• **EXERCISE DESCRIPTION**
Reproduce all of the following data verbatim, keeping every line unchanged.

• **Stored data entries**

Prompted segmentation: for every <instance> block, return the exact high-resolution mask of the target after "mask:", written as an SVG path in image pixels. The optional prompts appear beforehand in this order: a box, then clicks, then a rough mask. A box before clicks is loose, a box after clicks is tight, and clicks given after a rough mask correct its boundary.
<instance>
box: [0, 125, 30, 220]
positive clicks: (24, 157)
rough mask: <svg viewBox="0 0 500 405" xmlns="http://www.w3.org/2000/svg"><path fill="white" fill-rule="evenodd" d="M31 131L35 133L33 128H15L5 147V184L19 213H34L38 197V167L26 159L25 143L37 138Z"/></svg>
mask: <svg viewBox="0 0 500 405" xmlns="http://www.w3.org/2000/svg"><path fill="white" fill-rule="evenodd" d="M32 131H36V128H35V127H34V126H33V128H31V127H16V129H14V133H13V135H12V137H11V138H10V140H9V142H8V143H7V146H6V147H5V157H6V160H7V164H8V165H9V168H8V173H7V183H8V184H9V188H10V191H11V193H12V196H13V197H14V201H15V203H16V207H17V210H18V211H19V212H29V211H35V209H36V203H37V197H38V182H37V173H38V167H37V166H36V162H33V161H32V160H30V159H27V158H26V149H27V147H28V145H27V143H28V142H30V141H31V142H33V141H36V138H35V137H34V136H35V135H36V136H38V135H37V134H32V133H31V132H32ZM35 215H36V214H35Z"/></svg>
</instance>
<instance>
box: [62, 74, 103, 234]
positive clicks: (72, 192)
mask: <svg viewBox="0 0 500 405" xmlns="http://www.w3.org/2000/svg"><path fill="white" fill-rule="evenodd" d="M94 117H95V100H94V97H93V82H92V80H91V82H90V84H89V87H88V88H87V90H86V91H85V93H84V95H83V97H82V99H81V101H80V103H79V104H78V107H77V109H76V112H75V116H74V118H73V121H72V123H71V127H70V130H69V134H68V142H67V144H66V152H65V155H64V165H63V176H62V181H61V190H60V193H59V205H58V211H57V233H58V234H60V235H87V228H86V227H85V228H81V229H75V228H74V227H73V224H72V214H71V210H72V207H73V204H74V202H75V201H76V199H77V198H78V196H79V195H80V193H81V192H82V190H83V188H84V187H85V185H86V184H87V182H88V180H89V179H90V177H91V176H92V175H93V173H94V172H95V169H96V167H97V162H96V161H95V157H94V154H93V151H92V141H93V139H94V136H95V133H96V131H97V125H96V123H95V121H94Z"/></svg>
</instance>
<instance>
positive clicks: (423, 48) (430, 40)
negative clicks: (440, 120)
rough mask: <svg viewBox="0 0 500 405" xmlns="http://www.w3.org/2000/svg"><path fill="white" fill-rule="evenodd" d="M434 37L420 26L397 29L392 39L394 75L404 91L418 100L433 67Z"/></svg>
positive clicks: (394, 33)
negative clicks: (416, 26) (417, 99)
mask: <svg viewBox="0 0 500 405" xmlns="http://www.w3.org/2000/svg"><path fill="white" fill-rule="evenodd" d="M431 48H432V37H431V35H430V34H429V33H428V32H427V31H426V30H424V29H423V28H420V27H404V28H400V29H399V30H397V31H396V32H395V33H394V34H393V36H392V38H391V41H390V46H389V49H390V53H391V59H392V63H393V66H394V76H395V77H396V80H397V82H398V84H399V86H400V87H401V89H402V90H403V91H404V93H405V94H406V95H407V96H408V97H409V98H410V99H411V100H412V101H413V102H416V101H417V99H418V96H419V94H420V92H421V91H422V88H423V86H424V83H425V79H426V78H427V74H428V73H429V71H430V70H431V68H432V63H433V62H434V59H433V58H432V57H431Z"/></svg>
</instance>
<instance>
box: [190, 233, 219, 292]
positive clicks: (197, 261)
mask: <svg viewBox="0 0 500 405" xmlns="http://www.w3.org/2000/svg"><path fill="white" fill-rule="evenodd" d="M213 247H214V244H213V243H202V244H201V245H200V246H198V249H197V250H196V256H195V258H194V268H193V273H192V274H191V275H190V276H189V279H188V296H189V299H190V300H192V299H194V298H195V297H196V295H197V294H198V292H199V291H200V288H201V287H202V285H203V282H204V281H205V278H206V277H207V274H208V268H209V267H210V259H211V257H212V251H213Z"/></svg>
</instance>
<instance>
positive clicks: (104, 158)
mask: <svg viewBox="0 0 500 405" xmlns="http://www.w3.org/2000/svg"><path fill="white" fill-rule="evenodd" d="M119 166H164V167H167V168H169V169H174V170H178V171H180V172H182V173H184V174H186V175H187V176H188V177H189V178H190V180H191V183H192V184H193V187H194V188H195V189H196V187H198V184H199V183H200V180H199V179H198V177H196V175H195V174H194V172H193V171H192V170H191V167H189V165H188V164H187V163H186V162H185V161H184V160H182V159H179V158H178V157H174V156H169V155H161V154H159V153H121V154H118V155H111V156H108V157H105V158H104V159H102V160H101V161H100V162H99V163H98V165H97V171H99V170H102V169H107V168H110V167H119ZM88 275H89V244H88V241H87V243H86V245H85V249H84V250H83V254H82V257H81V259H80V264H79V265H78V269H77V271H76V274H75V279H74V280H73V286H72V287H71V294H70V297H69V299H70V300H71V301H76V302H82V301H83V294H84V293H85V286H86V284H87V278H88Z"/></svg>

• **WRITTEN ANSWER**
Prompted segmentation: for every <instance> block, return the exact high-resolution mask of the target after "mask:", written as an SVG path in image pixels. The optional prompts appear beforehand in this order: a box, then clicks, then a rough mask. A box before clicks is loose, a box after clicks is tight, and clicks given after a rough mask correct its boundary.
<instance>
box: [0, 125, 30, 220]
positive clicks: (24, 157)
rough mask: <svg viewBox="0 0 500 405" xmlns="http://www.w3.org/2000/svg"><path fill="white" fill-rule="evenodd" d="M31 131L35 133L33 128H15L5 147V184L19 213H34L38 197V167L26 159L25 143L37 138Z"/></svg>
mask: <svg viewBox="0 0 500 405" xmlns="http://www.w3.org/2000/svg"><path fill="white" fill-rule="evenodd" d="M32 131H36V128H35V127H34V126H33V128H31V127H16V129H14V133H13V135H12V137H11V138H10V140H9V142H8V143H7V146H6V147H5V157H6V160H7V164H8V165H9V168H8V173H7V183H8V184H9V188H10V191H11V193H12V196H13V197H14V201H15V203H16V207H17V210H18V211H19V212H29V211H35V209H36V203H37V197H38V182H37V173H38V167H37V166H36V162H33V161H32V160H30V159H27V158H26V149H27V147H28V145H27V143H28V142H30V141H31V142H33V141H36V138H35V137H34V136H35V135H36V136H38V135H37V134H32V133H31V132H32ZM35 215H36V214H35Z"/></svg>
</instance>
<instance>
box: [62, 74, 103, 234]
positive clicks: (72, 192)
mask: <svg viewBox="0 0 500 405" xmlns="http://www.w3.org/2000/svg"><path fill="white" fill-rule="evenodd" d="M94 117H95V100H94V97H93V82H92V80H91V82H90V84H89V87H88V88H87V90H86V91H85V93H84V95H83V97H82V99H81V101H80V103H79V104H78V107H77V109H76V112H75V116H74V118H73V121H72V123H71V127H70V130H69V134H68V142H67V144H66V152H65V155H64V165H63V176H62V181H61V190H60V193H59V205H58V211H57V233H58V234H60V235H87V228H86V227H85V228H81V229H75V228H74V227H73V224H72V214H71V210H72V207H73V204H74V202H75V201H76V199H77V198H78V196H79V195H80V193H81V192H82V190H83V188H84V187H85V185H86V184H87V182H88V180H89V179H90V177H91V176H92V175H93V173H94V172H95V169H96V167H97V162H96V161H95V157H94V154H93V151H92V141H93V139H94V136H95V133H96V131H97V125H96V123H95V121H94Z"/></svg>
</instance>
<instance>
positive clicks: (423, 48) (430, 40)
negative clicks: (440, 120)
rough mask: <svg viewBox="0 0 500 405" xmlns="http://www.w3.org/2000/svg"><path fill="white" fill-rule="evenodd" d="M434 37L420 26L397 29L392 39L394 75L404 91L418 100L433 67Z"/></svg>
positive clicks: (394, 33)
negative clicks: (416, 26) (417, 99)
mask: <svg viewBox="0 0 500 405" xmlns="http://www.w3.org/2000/svg"><path fill="white" fill-rule="evenodd" d="M431 48H432V37H431V35H430V34H429V33H428V32H427V31H426V30H424V29H423V28H420V27H404V28H400V29H399V30H397V31H396V32H395V33H394V34H393V36H392V38H391V41H390V46H389V49H390V53H391V59H392V63H393V66H394V76H395V77H396V80H397V82H398V84H399V86H400V87H401V89H402V90H403V91H404V93H405V94H406V95H407V96H408V97H409V98H410V99H411V100H412V101H413V102H416V101H417V99H418V96H419V94H420V92H421V91H422V88H423V86H424V83H425V79H426V78H427V74H428V73H429V71H430V70H431V68H432V63H433V62H434V59H433V58H432V57H431Z"/></svg>
</instance>
<instance>
box: [190, 233, 219, 292]
positive clicks: (197, 261)
mask: <svg viewBox="0 0 500 405" xmlns="http://www.w3.org/2000/svg"><path fill="white" fill-rule="evenodd" d="M213 247H214V244H213V243H202V244H201V245H200V246H198V249H197V250H196V256H195V258H194V268H193V273H192V274H191V275H190V276H189V279H188V296H189V299H190V300H192V299H194V298H195V297H196V295H197V294H198V292H199V291H200V288H201V287H202V285H203V282H204V281H205V278H206V277H207V274H208V268H209V267H210V259H211V257H212V251H213Z"/></svg>
</instance>
<instance>
positive clicks: (104, 158)
mask: <svg viewBox="0 0 500 405" xmlns="http://www.w3.org/2000/svg"><path fill="white" fill-rule="evenodd" d="M119 166H164V167H167V168H169V169H174V170H178V171H180V172H182V173H184V174H186V175H187V176H188V177H189V178H190V180H191V183H192V184H193V187H194V188H195V189H196V187H198V184H199V183H200V180H199V179H198V177H196V175H195V174H194V172H193V171H192V170H191V167H189V165H188V164H187V163H186V162H185V161H184V160H182V159H179V158H178V157H174V156H169V155H161V154H159V153H121V154H118V155H111V156H108V157H105V158H104V159H102V160H101V161H100V162H99V163H98V165H97V171H99V170H102V169H107V168H110V167H119ZM88 275H89V244H88V241H87V243H86V245H85V249H84V250H83V254H82V257H81V259H80V264H79V265H78V269H77V271H76V274H75V279H74V280H73V286H72V287H71V294H70V297H69V299H70V300H71V301H76V302H82V301H83V294H84V293H85V286H86V284H87V278H88Z"/></svg>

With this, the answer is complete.